## [Your assignment]
Print the whole listing below exactly, skipping every picture.

## [Source material]
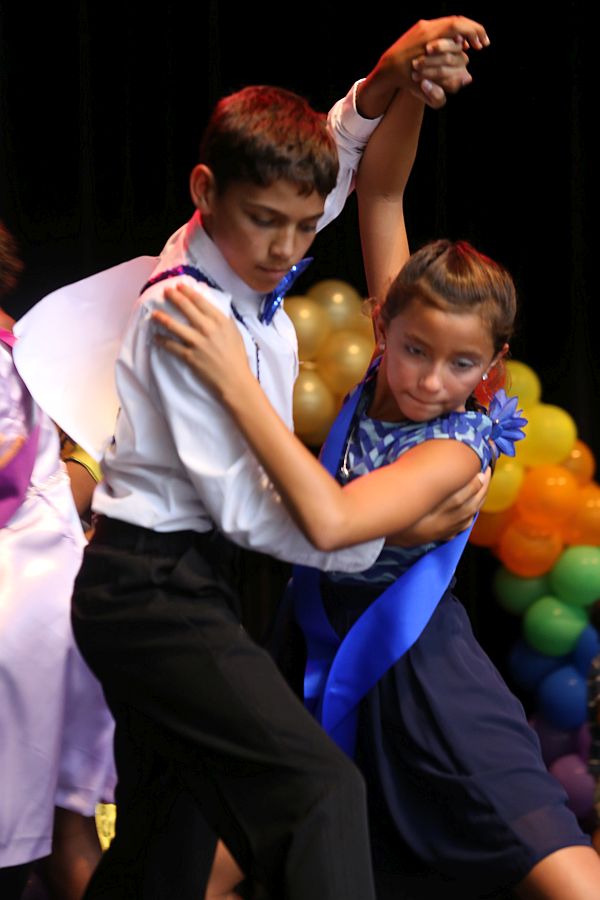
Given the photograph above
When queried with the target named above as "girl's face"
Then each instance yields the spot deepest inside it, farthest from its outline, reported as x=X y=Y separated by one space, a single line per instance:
x=432 y=362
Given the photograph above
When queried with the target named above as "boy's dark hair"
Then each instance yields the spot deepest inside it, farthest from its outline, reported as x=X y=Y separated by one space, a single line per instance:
x=262 y=134
x=454 y=275
x=10 y=263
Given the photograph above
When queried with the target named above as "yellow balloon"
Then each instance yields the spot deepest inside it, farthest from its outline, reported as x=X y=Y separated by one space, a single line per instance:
x=504 y=486
x=340 y=300
x=314 y=406
x=343 y=359
x=311 y=323
x=522 y=382
x=550 y=435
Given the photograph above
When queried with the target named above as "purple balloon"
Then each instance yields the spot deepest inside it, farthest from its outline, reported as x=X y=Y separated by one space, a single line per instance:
x=554 y=742
x=583 y=742
x=572 y=773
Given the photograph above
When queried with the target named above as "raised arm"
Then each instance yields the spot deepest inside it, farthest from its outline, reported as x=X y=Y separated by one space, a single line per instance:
x=382 y=178
x=330 y=516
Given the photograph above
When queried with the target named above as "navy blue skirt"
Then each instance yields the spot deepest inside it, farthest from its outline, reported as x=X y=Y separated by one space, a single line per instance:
x=460 y=799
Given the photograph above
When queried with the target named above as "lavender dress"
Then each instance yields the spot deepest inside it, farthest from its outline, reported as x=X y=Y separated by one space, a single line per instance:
x=55 y=729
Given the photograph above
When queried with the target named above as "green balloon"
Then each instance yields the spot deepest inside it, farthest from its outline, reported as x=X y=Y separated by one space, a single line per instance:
x=553 y=627
x=515 y=593
x=575 y=577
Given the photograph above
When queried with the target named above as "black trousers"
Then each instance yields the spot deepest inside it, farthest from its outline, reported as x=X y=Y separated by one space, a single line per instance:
x=209 y=738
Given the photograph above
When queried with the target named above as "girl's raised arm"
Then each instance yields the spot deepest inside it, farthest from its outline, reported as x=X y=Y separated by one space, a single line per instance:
x=381 y=503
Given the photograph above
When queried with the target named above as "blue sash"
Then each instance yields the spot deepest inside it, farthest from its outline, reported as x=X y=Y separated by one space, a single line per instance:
x=340 y=671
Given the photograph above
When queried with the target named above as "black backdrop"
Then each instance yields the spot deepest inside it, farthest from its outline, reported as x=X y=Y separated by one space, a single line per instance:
x=102 y=106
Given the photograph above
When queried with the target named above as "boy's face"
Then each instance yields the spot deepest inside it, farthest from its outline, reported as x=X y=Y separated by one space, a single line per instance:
x=261 y=231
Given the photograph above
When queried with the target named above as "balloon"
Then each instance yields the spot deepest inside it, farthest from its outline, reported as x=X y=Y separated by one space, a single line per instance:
x=311 y=323
x=504 y=486
x=583 y=527
x=514 y=593
x=562 y=698
x=553 y=627
x=579 y=784
x=550 y=435
x=586 y=648
x=523 y=383
x=528 y=550
x=343 y=360
x=549 y=494
x=489 y=526
x=341 y=302
x=580 y=462
x=554 y=742
x=527 y=667
x=314 y=406
x=575 y=577
x=583 y=742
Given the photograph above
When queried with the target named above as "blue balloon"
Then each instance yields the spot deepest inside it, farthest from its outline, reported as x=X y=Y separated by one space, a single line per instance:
x=586 y=648
x=528 y=667
x=554 y=742
x=562 y=698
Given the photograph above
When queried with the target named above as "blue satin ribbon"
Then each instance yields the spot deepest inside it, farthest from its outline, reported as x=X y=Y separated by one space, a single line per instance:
x=16 y=474
x=274 y=299
x=340 y=671
x=271 y=302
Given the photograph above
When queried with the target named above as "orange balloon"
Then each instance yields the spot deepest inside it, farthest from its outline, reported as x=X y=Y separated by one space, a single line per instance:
x=528 y=550
x=549 y=494
x=581 y=462
x=488 y=527
x=343 y=359
x=584 y=525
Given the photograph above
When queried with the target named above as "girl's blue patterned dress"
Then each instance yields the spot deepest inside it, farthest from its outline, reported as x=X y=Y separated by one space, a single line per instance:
x=461 y=803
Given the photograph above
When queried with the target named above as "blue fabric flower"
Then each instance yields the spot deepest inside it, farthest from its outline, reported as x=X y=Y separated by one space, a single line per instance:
x=507 y=422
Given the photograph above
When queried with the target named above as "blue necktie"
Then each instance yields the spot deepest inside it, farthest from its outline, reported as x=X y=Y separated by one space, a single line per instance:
x=274 y=299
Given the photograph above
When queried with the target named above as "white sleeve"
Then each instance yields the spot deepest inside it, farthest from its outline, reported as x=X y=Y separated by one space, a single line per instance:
x=351 y=132
x=227 y=477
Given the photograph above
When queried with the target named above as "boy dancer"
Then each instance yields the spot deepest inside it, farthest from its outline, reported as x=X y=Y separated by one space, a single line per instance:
x=205 y=724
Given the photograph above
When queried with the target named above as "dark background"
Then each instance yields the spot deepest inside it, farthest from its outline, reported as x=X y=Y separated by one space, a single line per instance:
x=102 y=107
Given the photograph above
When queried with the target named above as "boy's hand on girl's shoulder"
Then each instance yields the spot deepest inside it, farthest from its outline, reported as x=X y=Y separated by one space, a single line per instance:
x=9 y=449
x=454 y=515
x=429 y=60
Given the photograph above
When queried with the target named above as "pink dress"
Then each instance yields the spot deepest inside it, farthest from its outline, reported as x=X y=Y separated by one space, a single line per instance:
x=55 y=729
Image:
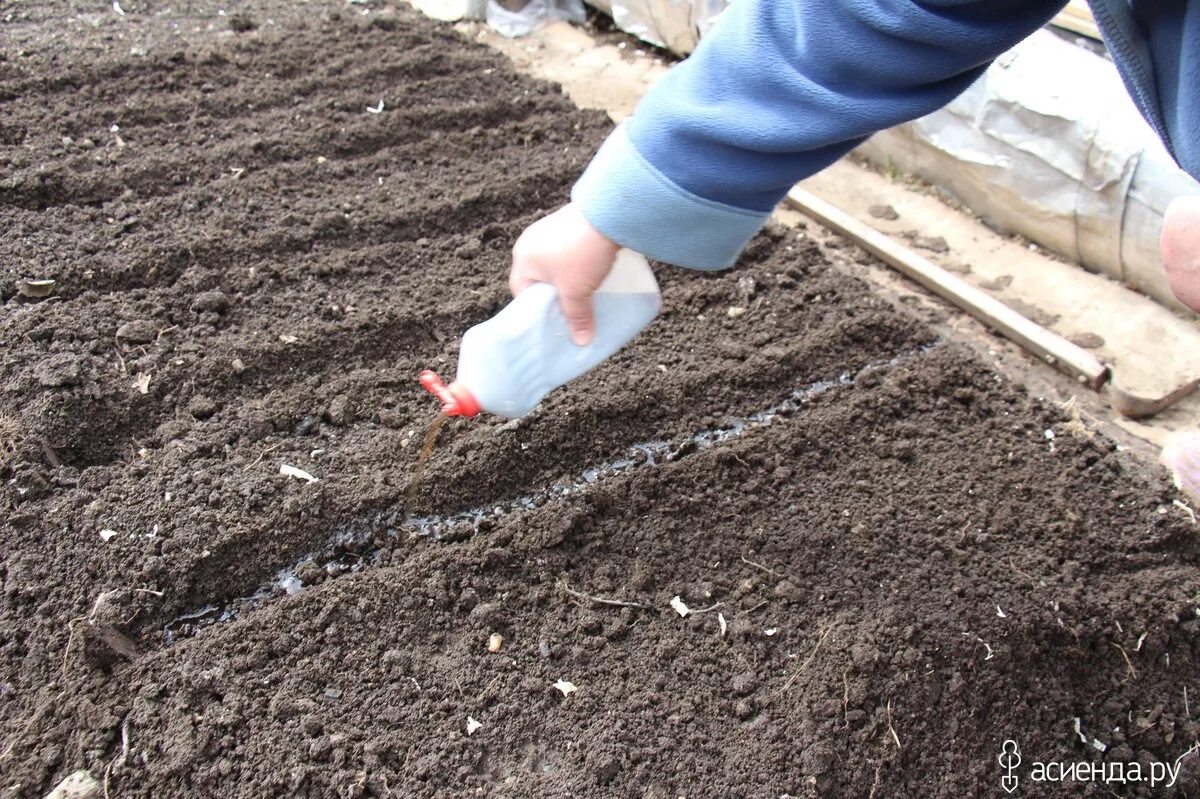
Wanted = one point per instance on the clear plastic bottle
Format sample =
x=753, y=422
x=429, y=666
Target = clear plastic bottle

## [Solution for this problem]
Given the photograph above
When queried with the target named above as "girl's face"
Then each instance yields the spot deepest inside it, farthest from its outline, reported as x=X y=Y separated by one space, a single line per instance:
x=432 y=362
Given the photograph above
When queried with the target named above as "boy's dark hair"
Then each instance yields the spot deepest inside it, farthest from its outline, reported as x=X y=Y separated by one space, a single line per instance:
x=262 y=134
x=454 y=275
x=10 y=263
Given the photograph above
When queried with the target named above as "yellow balloon"
Then each instance yields the spot deepest inside it, farthest from its outline, reported as x=X y=Y separated by one space, a single line per instance:
x=504 y=486
x=340 y=300
x=314 y=406
x=343 y=359
x=311 y=323
x=522 y=382
x=550 y=435
Given the photograph above
When queried with the target named above as "purple balloon"
Then each instance yields the spot deepest inside it, farthest from its outline, reported as x=X y=Y separated by one space, a single line per instance:
x=554 y=742
x=583 y=742
x=572 y=773
Given the photograph above
When queried with the target named above as "raised arm"
Then each instance yields the spot deepest inside it, farthest from its outline, reported as x=X y=Y separated by one space, a single line per instance:
x=382 y=178
x=330 y=516
Given the photograph above
When queried with the target named above as "navy blue skirt"
Then each instance yields the spot deepest inside it, farthest from its outline, reported as x=X y=Y separated by one space, a single line per instance:
x=460 y=799
Given the photograph above
When queried with the target named above as "lavender dress"
Then each instance yields the spot deepest inside it, farthest from its outline, reported as x=X y=Y separated by one space, a single line per instance:
x=55 y=729
Given the photograph above
When queried with the target named above as "green balloon"
Then each instance yields the spot deepest inside it, farthest from its outline, reported as x=X y=Y separated by one space, a single line per instance:
x=553 y=627
x=515 y=593
x=575 y=577
Given the photograph above
When queried with the target named above as "black trousers"
Then each instance yields the spot deepest inside it, farthest from its outline, reported as x=X y=Y separated by one space, a single line per instance:
x=209 y=738
Given the photograph above
When queried with the target named above as "girl's raised arm"
Then each instance yields the spot deepest inside it, farthest from its outline, reported as x=X y=Y separated by one space, a single line per instance:
x=381 y=503
Given the photograph above
When queried with the target named above as "blue sash"
Then each instance yields the spot deepest inside it, farthest from its outline, reported as x=X y=Y separated by one space, a single line per instance:
x=340 y=671
Given the photograph above
When queried with the target named above as "black backdrop"
Then each instance yields the spot deepest inside it, farthest from its outline, reported as x=X y=Y separated by one space, a single line per instance:
x=102 y=106
Given the photograph above
When queried with the target named above as "boy's face"
Then each instance yields the spot deepest inside it, farthest from its outline, reported as x=X y=Y separated by one space, a single line per instance:
x=261 y=231
Given the photograph above
When queried with the target named above as "balloon"
Then each instance yields the spot deepest inside it, farthest from its outline, reported as x=X y=Y separated by one space, a single line per instance:
x=311 y=323
x=504 y=486
x=583 y=527
x=514 y=593
x=562 y=698
x=553 y=627
x=579 y=784
x=550 y=435
x=586 y=648
x=523 y=383
x=528 y=550
x=343 y=360
x=549 y=494
x=489 y=526
x=341 y=302
x=580 y=462
x=554 y=742
x=527 y=667
x=314 y=406
x=575 y=577
x=583 y=742
Given the photograph above
When queried with the target named above as "blue balloon"
Then each instance yields the spot deepest inside it, farthest from its outline, reported as x=X y=Y separated by one space, a single line per instance:
x=586 y=648
x=528 y=667
x=554 y=742
x=562 y=698
Given the photograph above
When queried with the target named above as "blue satin ribbon"
Then each instance yields the spot deepest inside it, farthest from its outline, reported as x=X y=Y separated by one space, a single line per instance:
x=16 y=474
x=274 y=299
x=340 y=671
x=271 y=302
Given the photograph above
When queried with the target named above as "orange balloon"
Then each instance yields the spot deepest inside it, farthest from its outline, reported as x=X y=Y separated by one space, a single line per instance:
x=528 y=550
x=549 y=494
x=581 y=462
x=488 y=527
x=343 y=359
x=584 y=525
Given the photograph above
When queried with the target named above as "girl's blue patterned dress"
Then each instance yields the spot deepest inside it, farthest from its outline, reported as x=X y=Y separated by one space, a single line per instance:
x=461 y=803
Given the photograph above
When queried with the target named above as "blue fabric flower"
Then each instance yields the spot deepest inside it, farthest from its outline, reported as x=X y=Y separated by one space, a single line per instance:
x=507 y=422
Given the photograph above
When queried with the target named above as "blue necktie"
Then each instance yields the spot deepest inside it, farthest from its outline, reported as x=X y=Y separated by one space, a single line per instance:
x=274 y=299
Given the photograph above
When queried with the target named above as "white sleeve"
Then each instance yields the spot deepest inside it, farthest from its outline, reported as x=X y=Y separated by one space, a single line per instance:
x=351 y=132
x=227 y=477
Given the photograph above
When queried with the target named above as "boy dancer"
Then each instance yields the spot deepest inside it, farthest from its outline, reported as x=X y=Y separated by one space, a single line per instance:
x=205 y=724
Given the photograph above
When queried with the target named above as "dark background"
Then each instance yields the spot deepest inside it, farthest from its outline, reported as x=X y=Y separated by one space, a single line per instance:
x=102 y=107
Given the photograph above
When queried with the target named above as "boy's hand on girl's shoulder"
Then each instance yields the spot deepest inside it, farthest from its outline, reported as x=X y=Y separated by one space, a single line per instance:
x=9 y=449
x=454 y=515
x=429 y=60
Given the photograph above
When queried with the target named above as "pink dress"
Then each instance yields the spot deepest inside it, farthest from its outline, reported as x=X y=Y separated by one space, a single line per instance:
x=55 y=729
Image:
Wanted = one point per instance on the clear plastic bottle
Format sample =
x=753, y=422
x=429, y=666
Target = clear plastic bottle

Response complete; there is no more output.